(REQUIREMENTS)
Count the lines of the material below that contain the word "debris". Reply with the number alone.

(DATA SHOWN)
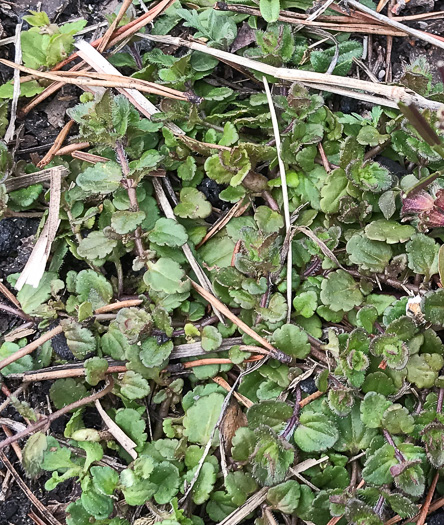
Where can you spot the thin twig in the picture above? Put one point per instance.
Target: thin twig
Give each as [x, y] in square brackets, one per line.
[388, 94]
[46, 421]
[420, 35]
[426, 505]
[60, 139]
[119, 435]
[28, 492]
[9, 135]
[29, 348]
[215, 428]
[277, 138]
---
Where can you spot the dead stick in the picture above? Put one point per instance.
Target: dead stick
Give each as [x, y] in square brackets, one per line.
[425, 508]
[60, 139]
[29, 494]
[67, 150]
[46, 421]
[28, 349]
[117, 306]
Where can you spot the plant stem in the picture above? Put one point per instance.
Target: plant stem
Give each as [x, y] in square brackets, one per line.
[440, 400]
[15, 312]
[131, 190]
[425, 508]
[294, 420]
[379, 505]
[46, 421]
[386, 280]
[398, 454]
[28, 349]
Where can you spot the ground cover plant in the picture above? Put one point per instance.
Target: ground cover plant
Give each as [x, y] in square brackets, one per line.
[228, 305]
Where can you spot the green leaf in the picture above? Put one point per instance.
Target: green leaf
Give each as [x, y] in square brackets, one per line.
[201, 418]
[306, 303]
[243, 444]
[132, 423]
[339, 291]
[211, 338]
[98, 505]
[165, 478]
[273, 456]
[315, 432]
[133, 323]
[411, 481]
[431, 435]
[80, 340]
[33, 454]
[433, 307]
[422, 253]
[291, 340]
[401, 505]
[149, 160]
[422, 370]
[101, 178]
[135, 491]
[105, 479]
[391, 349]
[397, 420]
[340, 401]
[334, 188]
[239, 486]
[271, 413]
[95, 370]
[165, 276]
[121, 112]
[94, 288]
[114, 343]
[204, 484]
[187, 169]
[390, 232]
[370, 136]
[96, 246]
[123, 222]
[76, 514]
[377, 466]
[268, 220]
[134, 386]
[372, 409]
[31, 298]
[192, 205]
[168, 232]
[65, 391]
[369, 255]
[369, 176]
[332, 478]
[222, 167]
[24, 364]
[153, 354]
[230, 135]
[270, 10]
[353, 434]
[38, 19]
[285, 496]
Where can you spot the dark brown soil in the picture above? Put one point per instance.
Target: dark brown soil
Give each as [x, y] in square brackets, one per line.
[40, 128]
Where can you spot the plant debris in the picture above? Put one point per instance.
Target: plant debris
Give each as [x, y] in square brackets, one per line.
* * *
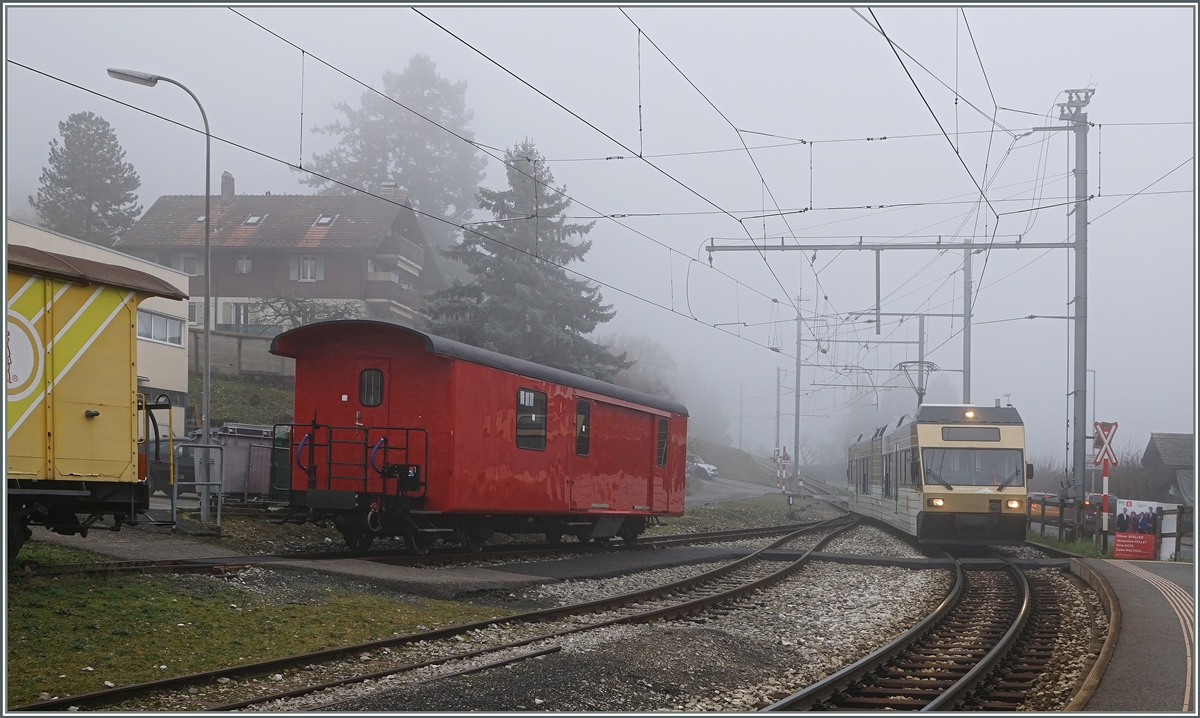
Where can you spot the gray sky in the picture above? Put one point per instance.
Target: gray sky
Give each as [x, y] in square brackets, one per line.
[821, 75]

(TASK SOLUTION)
2